■ **STATED EXERCISE**
Count the lines in the data that follow which contain the word "below", and reply with that number only.
'''
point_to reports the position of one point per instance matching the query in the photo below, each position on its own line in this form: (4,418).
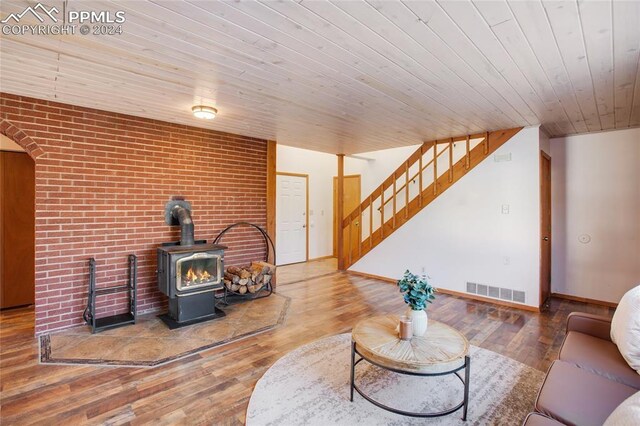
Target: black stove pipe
(183,216)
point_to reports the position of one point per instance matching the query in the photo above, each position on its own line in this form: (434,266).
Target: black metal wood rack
(100,324)
(270,253)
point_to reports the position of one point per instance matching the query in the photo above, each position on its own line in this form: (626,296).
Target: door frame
(544,156)
(306,177)
(335,208)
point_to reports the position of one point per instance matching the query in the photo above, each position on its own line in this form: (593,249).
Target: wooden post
(271,197)
(435,168)
(451,160)
(420,169)
(340,212)
(406,188)
(468,155)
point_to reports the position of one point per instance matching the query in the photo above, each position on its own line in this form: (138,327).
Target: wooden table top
(441,349)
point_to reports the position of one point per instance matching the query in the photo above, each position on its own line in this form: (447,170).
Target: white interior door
(291,219)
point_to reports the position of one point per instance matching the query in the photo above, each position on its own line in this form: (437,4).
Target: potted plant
(417,292)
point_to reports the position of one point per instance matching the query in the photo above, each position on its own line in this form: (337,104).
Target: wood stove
(189,272)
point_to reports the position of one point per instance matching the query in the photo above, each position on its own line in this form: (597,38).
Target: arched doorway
(17,225)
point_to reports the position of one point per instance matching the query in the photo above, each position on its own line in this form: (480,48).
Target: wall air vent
(496,292)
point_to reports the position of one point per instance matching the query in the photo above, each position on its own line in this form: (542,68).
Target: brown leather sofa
(588,380)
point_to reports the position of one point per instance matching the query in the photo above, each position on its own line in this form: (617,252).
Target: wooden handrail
(413,158)
(488,143)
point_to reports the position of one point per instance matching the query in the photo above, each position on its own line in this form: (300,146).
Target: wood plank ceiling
(345,76)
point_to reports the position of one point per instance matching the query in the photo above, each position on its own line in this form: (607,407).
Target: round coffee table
(441,351)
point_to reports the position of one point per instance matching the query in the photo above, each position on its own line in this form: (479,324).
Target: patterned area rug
(149,342)
(310,386)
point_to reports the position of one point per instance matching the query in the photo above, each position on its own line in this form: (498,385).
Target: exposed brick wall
(102,180)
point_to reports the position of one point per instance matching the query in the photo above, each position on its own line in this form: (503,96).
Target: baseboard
(375,277)
(457,293)
(489,300)
(584,300)
(321,258)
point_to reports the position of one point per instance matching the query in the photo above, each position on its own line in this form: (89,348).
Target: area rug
(149,342)
(310,386)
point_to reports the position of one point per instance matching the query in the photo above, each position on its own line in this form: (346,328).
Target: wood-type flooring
(214,386)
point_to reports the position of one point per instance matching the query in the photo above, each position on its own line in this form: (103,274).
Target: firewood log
(234,270)
(267,267)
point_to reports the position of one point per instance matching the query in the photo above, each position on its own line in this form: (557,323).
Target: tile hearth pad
(150,342)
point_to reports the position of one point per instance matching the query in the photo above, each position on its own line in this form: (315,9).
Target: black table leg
(467,368)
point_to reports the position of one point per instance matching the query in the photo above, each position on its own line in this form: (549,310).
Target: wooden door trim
(335,209)
(271,192)
(306,214)
(544,156)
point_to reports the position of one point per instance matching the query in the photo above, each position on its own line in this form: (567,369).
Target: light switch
(584,238)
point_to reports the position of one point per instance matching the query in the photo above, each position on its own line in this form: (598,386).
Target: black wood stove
(189,271)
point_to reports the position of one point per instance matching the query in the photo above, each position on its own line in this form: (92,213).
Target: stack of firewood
(250,278)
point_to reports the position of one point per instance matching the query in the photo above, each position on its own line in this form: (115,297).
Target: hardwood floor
(214,386)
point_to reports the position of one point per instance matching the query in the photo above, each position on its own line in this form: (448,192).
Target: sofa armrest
(593,325)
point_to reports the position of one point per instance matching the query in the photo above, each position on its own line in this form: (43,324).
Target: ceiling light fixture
(202,111)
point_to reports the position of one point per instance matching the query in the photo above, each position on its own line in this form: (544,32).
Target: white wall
(377,166)
(463,235)
(6,144)
(321,168)
(596,193)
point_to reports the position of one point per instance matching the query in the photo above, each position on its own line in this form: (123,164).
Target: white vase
(418,321)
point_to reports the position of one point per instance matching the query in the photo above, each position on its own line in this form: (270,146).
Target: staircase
(433,168)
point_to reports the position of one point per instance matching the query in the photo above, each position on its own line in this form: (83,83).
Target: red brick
(102,182)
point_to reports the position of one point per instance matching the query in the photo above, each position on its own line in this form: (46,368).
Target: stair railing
(415,183)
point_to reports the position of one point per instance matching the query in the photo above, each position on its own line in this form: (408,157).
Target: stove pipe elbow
(183,215)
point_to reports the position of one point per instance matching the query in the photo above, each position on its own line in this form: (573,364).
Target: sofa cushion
(537,419)
(598,356)
(575,396)
(625,327)
(627,413)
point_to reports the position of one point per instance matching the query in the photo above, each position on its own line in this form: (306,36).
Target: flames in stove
(196,277)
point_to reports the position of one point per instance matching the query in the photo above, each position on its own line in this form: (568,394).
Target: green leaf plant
(416,290)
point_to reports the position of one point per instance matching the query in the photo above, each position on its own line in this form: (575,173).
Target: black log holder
(118,320)
(229,297)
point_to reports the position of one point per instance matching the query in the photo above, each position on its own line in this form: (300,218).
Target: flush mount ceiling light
(201,111)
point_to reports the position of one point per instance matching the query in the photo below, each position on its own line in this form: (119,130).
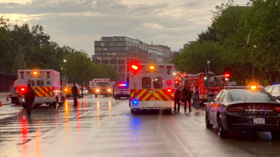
'''
■ **SOLUTION TO THE EXERCISE**
2